Referring expression data:
▶
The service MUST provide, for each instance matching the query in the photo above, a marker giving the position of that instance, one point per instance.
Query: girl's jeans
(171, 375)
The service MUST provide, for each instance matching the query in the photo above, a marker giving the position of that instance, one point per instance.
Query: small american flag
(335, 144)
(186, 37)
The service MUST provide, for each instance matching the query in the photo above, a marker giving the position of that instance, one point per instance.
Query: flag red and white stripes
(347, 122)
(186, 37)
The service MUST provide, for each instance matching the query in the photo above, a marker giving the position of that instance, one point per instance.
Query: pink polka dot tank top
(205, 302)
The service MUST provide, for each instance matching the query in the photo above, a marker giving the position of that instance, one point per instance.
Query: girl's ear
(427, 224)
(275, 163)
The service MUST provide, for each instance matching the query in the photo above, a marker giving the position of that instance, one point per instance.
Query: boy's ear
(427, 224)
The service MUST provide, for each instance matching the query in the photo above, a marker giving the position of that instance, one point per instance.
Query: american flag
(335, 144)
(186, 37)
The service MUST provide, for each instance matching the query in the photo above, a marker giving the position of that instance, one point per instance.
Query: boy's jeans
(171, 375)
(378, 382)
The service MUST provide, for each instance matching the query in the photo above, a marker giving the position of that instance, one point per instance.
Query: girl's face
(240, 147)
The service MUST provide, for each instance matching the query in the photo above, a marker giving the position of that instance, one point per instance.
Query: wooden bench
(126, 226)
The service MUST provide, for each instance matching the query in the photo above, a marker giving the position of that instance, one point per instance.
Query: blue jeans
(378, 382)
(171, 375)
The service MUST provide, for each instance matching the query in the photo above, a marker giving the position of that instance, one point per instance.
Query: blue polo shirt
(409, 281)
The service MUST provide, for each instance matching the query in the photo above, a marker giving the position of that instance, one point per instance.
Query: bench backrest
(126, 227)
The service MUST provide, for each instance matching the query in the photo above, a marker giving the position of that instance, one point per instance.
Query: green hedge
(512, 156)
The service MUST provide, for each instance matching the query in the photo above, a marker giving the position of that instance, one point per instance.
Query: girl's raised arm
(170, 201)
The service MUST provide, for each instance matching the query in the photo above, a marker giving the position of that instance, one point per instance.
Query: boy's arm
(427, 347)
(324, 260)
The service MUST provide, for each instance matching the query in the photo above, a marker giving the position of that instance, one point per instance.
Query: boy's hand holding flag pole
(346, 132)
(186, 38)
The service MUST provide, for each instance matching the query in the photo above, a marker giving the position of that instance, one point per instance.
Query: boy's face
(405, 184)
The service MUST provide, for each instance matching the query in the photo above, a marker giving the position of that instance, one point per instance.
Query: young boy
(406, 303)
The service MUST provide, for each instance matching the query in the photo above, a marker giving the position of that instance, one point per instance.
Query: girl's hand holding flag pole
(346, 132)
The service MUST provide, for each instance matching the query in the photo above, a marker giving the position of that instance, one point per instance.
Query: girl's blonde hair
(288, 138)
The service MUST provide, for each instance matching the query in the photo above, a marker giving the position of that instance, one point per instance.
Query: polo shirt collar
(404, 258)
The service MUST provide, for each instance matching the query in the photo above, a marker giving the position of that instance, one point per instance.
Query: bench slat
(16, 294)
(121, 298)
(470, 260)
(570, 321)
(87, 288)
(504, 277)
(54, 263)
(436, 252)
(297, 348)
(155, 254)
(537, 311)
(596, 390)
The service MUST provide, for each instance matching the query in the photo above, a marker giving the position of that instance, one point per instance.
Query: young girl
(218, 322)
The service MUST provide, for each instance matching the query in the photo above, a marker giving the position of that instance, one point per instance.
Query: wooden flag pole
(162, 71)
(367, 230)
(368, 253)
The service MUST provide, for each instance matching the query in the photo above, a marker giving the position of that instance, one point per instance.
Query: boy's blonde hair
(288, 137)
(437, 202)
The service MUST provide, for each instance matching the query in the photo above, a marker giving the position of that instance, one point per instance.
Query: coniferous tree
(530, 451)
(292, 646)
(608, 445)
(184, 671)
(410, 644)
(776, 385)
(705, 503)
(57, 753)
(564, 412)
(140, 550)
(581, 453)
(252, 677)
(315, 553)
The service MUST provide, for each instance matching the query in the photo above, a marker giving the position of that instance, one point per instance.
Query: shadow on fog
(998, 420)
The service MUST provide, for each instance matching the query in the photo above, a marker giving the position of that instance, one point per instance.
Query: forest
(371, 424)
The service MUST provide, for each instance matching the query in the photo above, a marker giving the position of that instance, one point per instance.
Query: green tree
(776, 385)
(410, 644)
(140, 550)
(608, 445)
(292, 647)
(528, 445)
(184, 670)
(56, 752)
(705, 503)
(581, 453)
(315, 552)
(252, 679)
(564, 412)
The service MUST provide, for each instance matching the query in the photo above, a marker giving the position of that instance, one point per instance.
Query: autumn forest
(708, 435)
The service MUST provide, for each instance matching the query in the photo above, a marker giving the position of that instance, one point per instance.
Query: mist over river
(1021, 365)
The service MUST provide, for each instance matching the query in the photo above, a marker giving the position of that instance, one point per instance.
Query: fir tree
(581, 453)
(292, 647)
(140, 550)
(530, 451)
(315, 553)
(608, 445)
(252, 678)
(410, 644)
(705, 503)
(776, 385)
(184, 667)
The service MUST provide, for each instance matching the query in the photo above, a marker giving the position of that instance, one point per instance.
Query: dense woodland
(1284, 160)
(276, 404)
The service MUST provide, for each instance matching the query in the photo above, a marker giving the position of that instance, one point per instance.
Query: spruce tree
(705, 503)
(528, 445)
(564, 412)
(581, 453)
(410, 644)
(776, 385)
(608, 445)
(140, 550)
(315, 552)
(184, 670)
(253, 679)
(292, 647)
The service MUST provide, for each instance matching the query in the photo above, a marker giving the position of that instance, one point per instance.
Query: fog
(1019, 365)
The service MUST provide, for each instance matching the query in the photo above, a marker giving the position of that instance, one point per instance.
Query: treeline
◀
» **What this task involves**: Transcribe the data word for word.

» **Solution**:
The service MUST provide, for each instance matching the query in the photo above, a marker giving the position of that instance, one point per instance.
Query: girl's jeans
(171, 375)
The service MUST provide, for each instance matching the query in the photo above, a marker giving the position of that instance, one point per instance.
Query: small american flag
(335, 144)
(186, 37)
The service MUST provide, for each instance matching the query in the photo above, a marker giving the position of that instance, one point per instance.
Query: flag red and white stripes
(347, 122)
(186, 37)
The service MUST provide, for each instance matching the query in the photo above, a marker giving the position of that instance, one point per instance.
Query: pink polka dot tank top
(205, 302)
The service MUST provide, for each instance matching the query in the photo above, a marker giving the position of that instance, one point per instance.
Query: girl's ear
(427, 224)
(275, 163)
The service MUST provide, for each instance matching the query in the photo above, a marker giving the position of that instance, one point per instance.
Query: boy's ear
(427, 224)
The service MUST provide, for each instance matching the query in the photo above, a marker giving the position of that instance, one point per instance.
Query: american flag
(335, 144)
(186, 37)
The service MUST provide, for each instance matching the query in the photo above, a marker giving the position of that instance, one point per instance.
Query: boy's jeans
(171, 375)
(378, 382)
The service MUST provide, for each instance matching the query in the photo above, a marker giving the position of that instance, one point per instance.
Query: girl's face
(240, 147)
The service MUST provide, for each instance matching the query in the photo above, a marker giving the position of that instance, one point per instance.
Query: wooden bench
(126, 226)
The service MUST provide, for each instance matching the query in the photo above, a marker giving the position of that instance, one point per instance.
Query: blue jeans
(378, 382)
(171, 375)
The service MUST provide, for each instance matching the query in the photo above, a marker giving the position of that instance, one point per instance.
Query: blue polo shirt
(409, 281)
The service MUST provide, for each instance matching the query in the photo above, a marker giving the position of that instance, one point per instance.
Query: bench backrest
(126, 227)
The service MUST provide, for each instance matching the query in the photo above, a marker giving the position of that instance, one point per instance.
Query: green hedge
(512, 156)
The service MUST provide, for each instance matching the query in the photo above, a marker giving the position of that instance, one point per instance.
Query: girl's raised arm
(170, 201)
The service MUST provide, for each instance matching the query in the photo above, a marker giving the position of that instance, one point per instance.
Query: boy's arm
(427, 347)
(324, 260)
The service MUST provide, for each instance matching the query in the photo above, a marker giving the position of that instance, one point per instance.
Query: boy's hand holding flag pole
(346, 132)
(186, 38)
The service MUST provide, for each instance matching the query in the photo above, a marker giving the position of that instance, one point per instance.
Query: boy's face
(405, 184)
The service MUST provide, for each instance matching the query in the photo above, a marker giving the position of that instance, one point per instance.
Query: young boy
(406, 303)
The service MUST provide, for each instance matching the query in the photo above, a marker giving the position of that instance, one point per instance.
Query: girl's hand holding flag pole
(346, 132)
The service MUST provide, for each instance matching the query in the photo above, a marker giving the position of that instance, one point per instance.
Query: girl's blonde hair
(288, 138)
The service MUST provide, for each instance matching the query in the photo above, a marker giving the position of that instance, one point per instance.
Query: polo shirt collar
(404, 258)
The service MUST provide, for each instance matching the query in the photo above, a marker giving the position of that instance, one point per instance.
Query: bench slat
(16, 294)
(121, 298)
(470, 260)
(570, 321)
(87, 288)
(504, 277)
(54, 263)
(436, 252)
(297, 348)
(155, 254)
(537, 311)
(596, 390)
The service MUST provide, for each instance matching the query in the photo above, a marker giving the position of that instance, one point per instance.
Query: young girl
(218, 322)
The service MUST provide, for each instance matching the query in the photo above, a marker giving the position of that instance, one point per instance.
Query: wooden flag pole
(162, 71)
(367, 230)
(368, 253)
The service MUST provide, for each instance matching the query in the photo above, a marker giving the position of that instance, one point per instance.
Query: boy's blonde hair
(288, 137)
(437, 202)
The service MUST provide, for each instance matching the query in the photo above, a marker giving the position of that instance, one point per instance.
Query: coniferous tree
(530, 451)
(292, 646)
(608, 445)
(184, 671)
(410, 644)
(776, 385)
(705, 503)
(57, 753)
(564, 412)
(140, 550)
(581, 453)
(252, 677)
(315, 553)
The service MUST provide, for each instance matching the query in the photo above, a marker giving the position of that instance, one point per instance.
Query: shadow on fog
(998, 420)
The service MUST provide, for each instance matching the query in the photo above, a marker giving the position of that instance, one point per instance.
Query: forest
(371, 424)
The service MUST provide, for each instance matching the query in the photo above, a marker giving the position of that instance, one point per instance.
Query: green tree
(776, 385)
(410, 644)
(140, 550)
(608, 445)
(292, 647)
(528, 445)
(184, 670)
(56, 752)
(705, 503)
(581, 453)
(315, 552)
(252, 679)
(564, 412)
The service MUST provide, for each instance matching the query in the photo above, a marker giving the position of that instance, one point per instance.
Query: autumn forest
(708, 435)
The service MUST provide, for each instance matching the query in the photo above, a marker giving the position of that instance, one point per instance.
Query: mist over river
(1021, 365)
The service MUST provide, for each instance matching the query in the photo above, a marker giving the position of that instance, one point per instance.
Query: fir tree
(581, 453)
(292, 647)
(140, 550)
(530, 451)
(315, 553)
(608, 445)
(252, 678)
(410, 644)
(705, 503)
(776, 385)
(184, 667)
The service MUST provide, for each instance matching the query in the photo above, a marker giving the position of that instance, one point per instance.
Query: dense woodland
(1284, 160)
(276, 404)
The service MUST provide, for each instance matching the query in the photo above, a marker giving the position of that instance, one point per instance.
Query: spruce tree
(705, 503)
(528, 445)
(564, 412)
(581, 453)
(410, 644)
(776, 385)
(608, 445)
(140, 550)
(315, 552)
(184, 670)
(253, 679)
(292, 647)
The service MUST provide, for each instance matching the query in the photo above, a marker giving the position of that instance, one point per instance.
Query: fog
(1019, 365)
The service MUST provide, for each instance matching the query in the photo above, a marker giving the position of that instance, one point per instance.
Query: treeline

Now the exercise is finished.